Task brief →
Please rewrite the entries below as a numbered list, from the line with "Guideline: one marker per instance of the orange" through the end of the entries, and leave out any blank lines.

Entries excerpted from a collection:
§ §

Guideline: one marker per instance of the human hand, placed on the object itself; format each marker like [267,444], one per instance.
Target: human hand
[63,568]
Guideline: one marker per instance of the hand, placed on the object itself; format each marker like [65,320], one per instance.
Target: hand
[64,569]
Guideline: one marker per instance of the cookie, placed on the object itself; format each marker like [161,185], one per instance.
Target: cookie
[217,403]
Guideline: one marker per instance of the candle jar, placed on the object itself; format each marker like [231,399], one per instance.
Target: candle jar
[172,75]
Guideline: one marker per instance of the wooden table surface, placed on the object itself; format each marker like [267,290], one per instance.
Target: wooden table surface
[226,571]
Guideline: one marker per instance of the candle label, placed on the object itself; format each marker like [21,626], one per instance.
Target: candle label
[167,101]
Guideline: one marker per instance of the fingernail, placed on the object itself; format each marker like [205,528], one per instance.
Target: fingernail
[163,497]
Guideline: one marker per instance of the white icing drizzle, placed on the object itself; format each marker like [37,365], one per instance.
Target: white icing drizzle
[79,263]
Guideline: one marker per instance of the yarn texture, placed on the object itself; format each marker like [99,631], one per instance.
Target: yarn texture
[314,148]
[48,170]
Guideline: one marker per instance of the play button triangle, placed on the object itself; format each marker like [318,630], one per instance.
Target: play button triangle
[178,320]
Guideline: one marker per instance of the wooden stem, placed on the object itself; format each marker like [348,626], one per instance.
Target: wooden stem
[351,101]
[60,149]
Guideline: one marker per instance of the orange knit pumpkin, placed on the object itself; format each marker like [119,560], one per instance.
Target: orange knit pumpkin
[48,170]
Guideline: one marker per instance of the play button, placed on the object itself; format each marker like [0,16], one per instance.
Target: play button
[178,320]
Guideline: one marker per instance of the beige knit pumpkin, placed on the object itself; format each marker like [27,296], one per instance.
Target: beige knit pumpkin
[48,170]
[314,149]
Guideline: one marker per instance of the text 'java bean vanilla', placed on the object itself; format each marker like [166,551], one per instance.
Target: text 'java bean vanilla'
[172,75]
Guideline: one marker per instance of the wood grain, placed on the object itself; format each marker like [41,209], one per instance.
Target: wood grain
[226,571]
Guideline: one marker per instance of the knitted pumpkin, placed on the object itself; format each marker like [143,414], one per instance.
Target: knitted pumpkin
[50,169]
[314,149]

§ §

Solution for this task →
1. Guideline: one marker per instance of the orange knit pumpkin, placed on the object itself; format each marker like [119,560], one per instance.
2. Target: orange knit pumpkin
3. [48,170]
4. Guideline: one marker per instance of the play button, placed on the object itself; format each marker like [0,16], one per instance.
5. Target: play button
6. [178,320]
7. Guideline: one marker per instance of the beige knit pumpkin, placed on the object itself; format each marker like [27,296], one per instance.
8. Target: beige knit pumpkin
9. [48,170]
10. [314,149]
11. Guideline: one marker per instance of the text 'java bean vanilla', placed on the object itself; format each marker like [166,551], one per instance.
12. Target: text 'java bean vanilla'
13. [172,75]
14. Guideline: one marker per instance of the wood grain, placed on the object itself; format each marker like [41,209], one per instance.
15. Target: wood grain
16. [226,571]
17. Guideline: one marker per instance of the knitted pumpkin, placed on the object itself; format each marker like [143,414], one per instance.
18. Target: knitted pumpkin
19. [50,169]
20. [314,149]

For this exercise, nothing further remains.